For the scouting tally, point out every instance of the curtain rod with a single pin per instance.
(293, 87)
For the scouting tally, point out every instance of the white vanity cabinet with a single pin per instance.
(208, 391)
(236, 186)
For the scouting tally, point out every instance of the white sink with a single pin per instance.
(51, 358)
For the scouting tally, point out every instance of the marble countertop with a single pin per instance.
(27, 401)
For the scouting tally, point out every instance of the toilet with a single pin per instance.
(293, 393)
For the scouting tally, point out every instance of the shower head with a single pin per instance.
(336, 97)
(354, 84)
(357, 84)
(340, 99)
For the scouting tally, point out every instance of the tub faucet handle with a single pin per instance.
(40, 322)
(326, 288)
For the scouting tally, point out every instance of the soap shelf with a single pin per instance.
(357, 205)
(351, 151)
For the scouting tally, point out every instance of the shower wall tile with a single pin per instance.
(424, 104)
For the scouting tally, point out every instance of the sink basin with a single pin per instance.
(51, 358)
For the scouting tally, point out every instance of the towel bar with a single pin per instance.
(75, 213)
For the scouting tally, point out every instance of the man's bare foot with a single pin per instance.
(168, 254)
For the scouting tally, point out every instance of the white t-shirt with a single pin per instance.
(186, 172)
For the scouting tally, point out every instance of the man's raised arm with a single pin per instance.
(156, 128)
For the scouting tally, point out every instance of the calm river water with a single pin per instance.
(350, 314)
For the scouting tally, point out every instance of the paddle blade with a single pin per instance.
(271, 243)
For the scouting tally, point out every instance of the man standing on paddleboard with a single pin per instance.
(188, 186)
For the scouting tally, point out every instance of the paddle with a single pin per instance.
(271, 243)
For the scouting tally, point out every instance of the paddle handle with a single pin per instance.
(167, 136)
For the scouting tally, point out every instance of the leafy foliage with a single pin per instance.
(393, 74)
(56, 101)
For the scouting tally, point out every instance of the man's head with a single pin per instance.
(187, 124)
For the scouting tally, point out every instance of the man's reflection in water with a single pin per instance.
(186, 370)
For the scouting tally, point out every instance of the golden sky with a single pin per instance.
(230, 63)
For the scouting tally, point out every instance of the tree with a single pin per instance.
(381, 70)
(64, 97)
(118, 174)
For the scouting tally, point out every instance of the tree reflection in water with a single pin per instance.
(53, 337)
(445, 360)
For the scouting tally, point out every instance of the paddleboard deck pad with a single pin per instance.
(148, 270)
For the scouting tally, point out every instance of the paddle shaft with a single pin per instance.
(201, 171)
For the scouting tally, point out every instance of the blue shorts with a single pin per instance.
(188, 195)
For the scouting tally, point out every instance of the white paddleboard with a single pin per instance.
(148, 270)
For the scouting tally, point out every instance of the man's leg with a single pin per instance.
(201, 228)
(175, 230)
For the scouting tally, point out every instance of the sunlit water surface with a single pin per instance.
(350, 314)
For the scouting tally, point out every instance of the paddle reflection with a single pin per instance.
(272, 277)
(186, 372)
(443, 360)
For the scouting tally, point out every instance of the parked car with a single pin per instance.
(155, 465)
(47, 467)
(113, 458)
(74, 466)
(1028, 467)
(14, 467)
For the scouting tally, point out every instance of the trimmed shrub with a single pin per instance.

● Requirements
Exactly as written above, please repeat the entries.

● The solution
For the scouting tally, point out every instance of the curtain rod with a single pin per instance.
(293, 87)
For the scouting tally, point out every instance of the white vanity cabinet with a single pin per instance.
(208, 391)
(236, 186)
For the scouting tally, point out every instance of the white sink with a single pin per instance.
(51, 358)
For the scouting tally, point out every instance of the marble countertop with a single pin per instance.
(27, 401)
For the scouting tally, point out every instance of the toilet with a single pin per instance.
(293, 393)
For the scouting tally, point out every instance of the shower head with a single pin per instance.
(336, 97)
(354, 84)
(357, 84)
(340, 99)
For the scouting tally, point out every instance of the tub faucet handle with a single pin per instance.
(40, 322)
(326, 288)
For the scouting tally, point out every instance of the soap shelf with a single pin per instance.
(357, 205)
(351, 151)
For the scouting tally, point out every instance of the shower wall tile with a single pin per instance.
(424, 104)
For the scouting tally, point out every instance of the sink basin with a single pin per instance.
(51, 358)
For the scouting tally, point out every instance of the towel bar with a single pin per instance.
(75, 213)
For the scouting tally, point out every instance of the man's bare foot with a single pin per instance.
(168, 254)
For the scouting tally, point out every instance of the white t-shirt with a single pin per instance.
(186, 172)
For the scouting tally, point out every instance of the man's raised arm with a single pin per instance.
(156, 128)
For the scouting tally, point out every instance of the calm river water with a single pin per instance.
(350, 314)
For the scouting tally, point out every instance of the paddle blade with a single pin per instance.
(271, 243)
For the scouting tally, point out every instance of the man standing on paddleboard with a single pin per instance.
(188, 186)
For the scouting tally, point out every instance of the paddle with a single pin per instance.
(271, 243)
For the scouting tally, point out every instance of the paddle handle with a single pin per instance.
(167, 136)
For the scouting tally, point out every instance of the leafy foliage with a single pin per instance.
(393, 74)
(56, 101)
For the scouting tally, point out every instance of the man's head with a single pin per instance.
(187, 124)
For the scouting tally, point out every instance of the man's reflection in water with a single pin per instance.
(186, 370)
For the scouting tally, point out every instance of the golden sky with a single pin per instance.
(230, 63)
For the scouting tally, point out every instance of the tree with a single pin per instance.
(381, 70)
(64, 97)
(118, 174)
For the scouting tally, point out every instance of the tree reflection in water with a single pin per instance.
(53, 337)
(445, 360)
For the scouting tally, point out every instance of the paddleboard deck pad with a single pin per instance.
(148, 270)
For the scouting tally, point out every instance of the paddle shaft with a single pin per instance.
(201, 171)
For the scouting tally, point out every instance of the blue shorts with a single pin per instance.
(188, 195)
For the scouting tally, point out every instance of the white paddleboard with a single pin per instance.
(148, 270)
For the scouting tally, point out every instance of the man's leg with a single pin per instance.
(201, 228)
(175, 230)
For the scouting tally, point out every instance of the sunlit water surface with a single pin per instance.
(350, 314)
For the scouting tally, point out every instance of the paddle reflection with a single pin per instance.
(272, 277)
(186, 372)
(443, 360)
For the scouting tally, point out every instance of the parked car with a single pin per instance.
(155, 465)
(47, 467)
(113, 458)
(74, 466)
(1028, 467)
(14, 467)
For the scouting tally, point out every instance of the trimmed shrub with a single pin per instance.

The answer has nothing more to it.